(SOURCE DOCUMENT)
-- Begin --

Tuesday, July 21, 2009

Language Has No Objective Reality

Kevin Baker at The Smallest Minority is presently in a debate with another writer about gun rights and the meaning of the Second Amendment. Although I think that Kevin and I will largely agree about the individual right to keep and bear arms, we seem to approach it from somewhat different directions.

His opponent strangely asserts that the original intent of the amendment was not to protect that individual right, but I'm not going to get into that right now. Kevin responds:

Obviously, the Founders didn't all hold one homogeneous intent that became each part of the Constitution, instead they wrote law, and in law it isn't the intent that matters, what matters is what the words say and how they are understood at the time they were written. This is called "Original Understanding Theory." There is a third, "Original Public Meaning." All three theories carry the moniker of "Originalism," but Original Understanding is the theory under which law is supposed to function, and it is the one most accepted by "Originalists" on the courts today. What was intended doesn't matter. What it says is.

I disagree. Original intent is the only legitimate approach to understanding communication (oral or written) because communication is an attempt to convey the internal workings of a mind outside of itself. Language is nothing more than an approximation of thought, a code used as a substitute for thoughts. Words, in their various forms and arrangements, have no instrinsic meaning. They simply stand as crude replacements for the actual thought. Example:

dholghuwehfo dfuhywe pgjh vn myw idfmn

What does this mean? Unless you know what the code is, this is gibberish. But then, all language is gibberish (that is, without meaning) unless the reader/listener knows the code. Words, if spoken, are simply particular sounds. If written, they are only specific drawings. To say "What it says is" asserts an objective reality to that which is only a reflection of the actual reality, which is the thought that originated the communication.

-- End --

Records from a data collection
-- Begin --

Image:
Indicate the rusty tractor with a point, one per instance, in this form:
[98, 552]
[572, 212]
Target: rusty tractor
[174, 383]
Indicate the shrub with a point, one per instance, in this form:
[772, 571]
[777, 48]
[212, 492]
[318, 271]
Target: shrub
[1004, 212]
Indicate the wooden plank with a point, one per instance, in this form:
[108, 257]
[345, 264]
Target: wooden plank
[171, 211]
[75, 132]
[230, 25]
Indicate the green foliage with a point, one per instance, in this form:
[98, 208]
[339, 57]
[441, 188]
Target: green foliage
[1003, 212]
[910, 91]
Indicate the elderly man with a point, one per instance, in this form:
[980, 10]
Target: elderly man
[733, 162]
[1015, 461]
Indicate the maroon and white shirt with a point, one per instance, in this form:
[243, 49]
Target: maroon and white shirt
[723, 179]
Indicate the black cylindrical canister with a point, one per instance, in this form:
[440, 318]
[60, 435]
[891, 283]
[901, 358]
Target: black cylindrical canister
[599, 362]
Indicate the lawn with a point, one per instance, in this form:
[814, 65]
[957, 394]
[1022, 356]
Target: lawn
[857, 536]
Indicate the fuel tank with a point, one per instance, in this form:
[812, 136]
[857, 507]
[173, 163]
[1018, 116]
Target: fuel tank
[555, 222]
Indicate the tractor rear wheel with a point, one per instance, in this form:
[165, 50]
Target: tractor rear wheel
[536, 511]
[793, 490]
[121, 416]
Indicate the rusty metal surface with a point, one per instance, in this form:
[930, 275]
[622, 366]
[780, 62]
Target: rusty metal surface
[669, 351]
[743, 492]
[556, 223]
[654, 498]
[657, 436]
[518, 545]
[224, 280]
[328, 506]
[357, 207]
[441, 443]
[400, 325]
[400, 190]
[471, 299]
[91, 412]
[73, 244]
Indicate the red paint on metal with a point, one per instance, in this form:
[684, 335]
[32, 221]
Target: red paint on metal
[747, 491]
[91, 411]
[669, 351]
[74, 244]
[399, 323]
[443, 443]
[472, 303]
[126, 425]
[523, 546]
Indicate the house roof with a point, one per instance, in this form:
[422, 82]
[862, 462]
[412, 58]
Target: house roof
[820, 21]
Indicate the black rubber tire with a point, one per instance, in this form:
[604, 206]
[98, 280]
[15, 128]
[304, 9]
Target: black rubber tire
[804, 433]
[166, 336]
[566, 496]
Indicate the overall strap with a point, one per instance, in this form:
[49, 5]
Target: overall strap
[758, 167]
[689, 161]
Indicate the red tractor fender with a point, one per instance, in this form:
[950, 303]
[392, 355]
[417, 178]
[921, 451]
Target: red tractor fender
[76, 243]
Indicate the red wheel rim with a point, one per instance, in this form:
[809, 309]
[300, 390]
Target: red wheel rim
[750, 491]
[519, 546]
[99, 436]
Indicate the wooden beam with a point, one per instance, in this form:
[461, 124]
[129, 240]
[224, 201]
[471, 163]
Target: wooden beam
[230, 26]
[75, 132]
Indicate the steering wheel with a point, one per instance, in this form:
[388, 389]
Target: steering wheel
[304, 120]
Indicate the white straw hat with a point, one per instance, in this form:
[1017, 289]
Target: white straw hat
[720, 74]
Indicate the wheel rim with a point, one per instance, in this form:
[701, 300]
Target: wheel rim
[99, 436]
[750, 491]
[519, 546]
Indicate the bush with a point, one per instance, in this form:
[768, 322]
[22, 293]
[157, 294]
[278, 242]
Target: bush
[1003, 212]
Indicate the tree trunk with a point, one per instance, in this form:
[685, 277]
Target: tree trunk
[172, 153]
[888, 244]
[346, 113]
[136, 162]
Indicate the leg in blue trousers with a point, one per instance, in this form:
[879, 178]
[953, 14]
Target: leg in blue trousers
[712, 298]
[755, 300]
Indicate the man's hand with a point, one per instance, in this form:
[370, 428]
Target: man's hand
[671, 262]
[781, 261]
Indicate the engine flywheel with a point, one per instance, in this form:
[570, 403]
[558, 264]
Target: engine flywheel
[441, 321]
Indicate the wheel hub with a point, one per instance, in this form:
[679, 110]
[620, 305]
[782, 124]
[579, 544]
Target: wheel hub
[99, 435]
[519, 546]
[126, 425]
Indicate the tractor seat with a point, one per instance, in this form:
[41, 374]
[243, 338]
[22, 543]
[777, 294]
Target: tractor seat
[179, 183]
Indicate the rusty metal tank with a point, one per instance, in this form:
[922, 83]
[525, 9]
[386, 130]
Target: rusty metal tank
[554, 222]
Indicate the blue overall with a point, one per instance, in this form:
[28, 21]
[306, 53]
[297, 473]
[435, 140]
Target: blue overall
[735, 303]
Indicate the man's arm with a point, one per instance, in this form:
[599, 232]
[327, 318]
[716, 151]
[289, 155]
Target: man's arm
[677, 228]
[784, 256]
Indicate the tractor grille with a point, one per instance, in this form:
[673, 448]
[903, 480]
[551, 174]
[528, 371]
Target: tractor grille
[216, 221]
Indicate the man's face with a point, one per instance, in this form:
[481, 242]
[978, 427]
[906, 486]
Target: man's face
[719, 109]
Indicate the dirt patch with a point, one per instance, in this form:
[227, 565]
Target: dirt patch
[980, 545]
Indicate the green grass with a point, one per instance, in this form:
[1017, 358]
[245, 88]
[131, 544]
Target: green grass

-- End --

(TASKS FOR THIS EXERCISE)
- a) Rewrite the passage of the blog post on language and original intent from "His opponent strangely" up to and including "it says is.", changing "Founders" to "Framers".
- b) Answer these questions about the blog post on language and original intent:
(i) At which site does Kevin Baker write?
(ii) According to the writer, what is language nothing more than?
(iii) According to the writer, what are words if they are written?
- c) Extend the blog post on language and original intent, picking up after its final sentence.
The records have nothing to do with the text.

(RESPONSE LIST)
- a)
His opponent strangely asserts that the original intent of the amendment was not to protect that individual right, but I'm not going to get into that right now. Kevin responds:

Obviously, the Framers didn't all hold one homogeneous intent that became each part of the Constitution, instead they wrote law, and in law it isn't the intent that matters, what matters is what the words say and how they are understood at the time they were written. This is called "Original Understanding Theory." There is a third, "Original Public Meaning." All three theories carry the moniker of "Originalism," but Original Understanding is the theory under which law is supposed to function, and it is the one most accepted by "Originalists" on the courts today. What was intended doesn't matter. What it says is.

- b)
(i) The Smallest Minority
(ii) An approximation of thought, a code used as a substitute for thoughts
(iii) Only specific drawings

- c)
Here is an example. This is not a chicken:



CHICKEN


Neither is this:




The first is a word that represents the bird in the English language. But not if you don't speak English. If you don't speak English, it's just a bunch of angular black markings. The second is not a chicken either. It's a picture of a chicken. Both are drawings that represent my mental concept of a chicken (but not necessarily yours), but neither is an actual chicken, or else you would be able to eat it.

Nor are they equivalent. The expression does not equal the concept. The first does not even look like a chicken, and the second is not even a picture of a chicken. It's a drawing representing a chicken, but not a picture of an actual chicken. We look at the drawing and guess that it stands for a chicken, but if it were a substantially more abstract drawing, we wouldn't even know that. It is only because it approximates a two-dimensional expression of a chicken that we share in common that we are able to communicate the concept of 'chicken' through it. As an objective reality, neither is an actual chicken.

The only way that a language could be objective is if all of its components are operating from an agreed-upon code. If, let us say, the authors of the Constitution had a fixed dictionary in the words had only one meaning and only certain constructions thereof had discrete functions, then one might say that it would be possible to objectively know the meaning of their text.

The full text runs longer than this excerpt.